<<<<
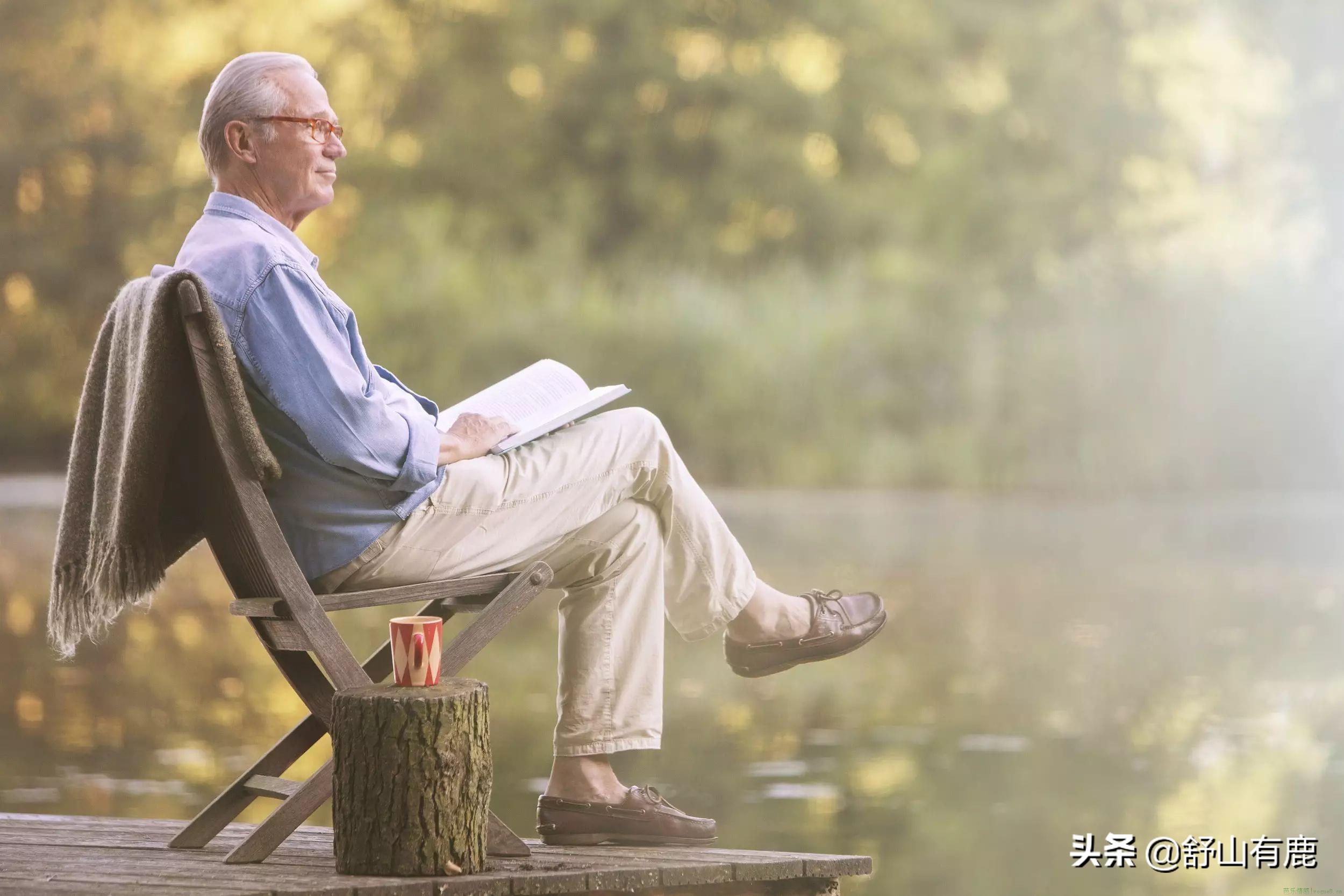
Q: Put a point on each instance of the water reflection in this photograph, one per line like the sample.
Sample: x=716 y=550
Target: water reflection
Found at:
x=1159 y=668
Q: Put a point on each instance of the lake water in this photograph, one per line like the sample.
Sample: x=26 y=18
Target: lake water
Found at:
x=1052 y=666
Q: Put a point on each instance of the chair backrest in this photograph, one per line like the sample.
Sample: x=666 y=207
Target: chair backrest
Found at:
x=235 y=515
x=238 y=520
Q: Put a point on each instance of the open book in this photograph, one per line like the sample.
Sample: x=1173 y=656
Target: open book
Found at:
x=538 y=399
>>>>
## ABOUT THIS EXERCISE
Everything in the listing above except the pictures should be duplicated exactly.

## YOUR SOLUTION
Q: Put a point on each instance of the water reflection in this photograph, one per line like the sample.
Sample: x=716 y=550
Target: water reflection
Found at:
x=1159 y=668
Q: Put a point on each instance of the lake water in this photograph, one per line like the sample.
Sample: x=26 y=18
Target: lake water
Found at:
x=1052 y=666
Q: Put a point on each instance of the chair backrest in this photograph, one per line like the sample.
Sample: x=666 y=207
Target: chair backrest
Found at:
x=235 y=515
x=238 y=520
Q: Put a point on each instance of the open book in this photograph, one per line like the sample.
Sample: x=1173 y=656
Target: open book
Found at:
x=538 y=399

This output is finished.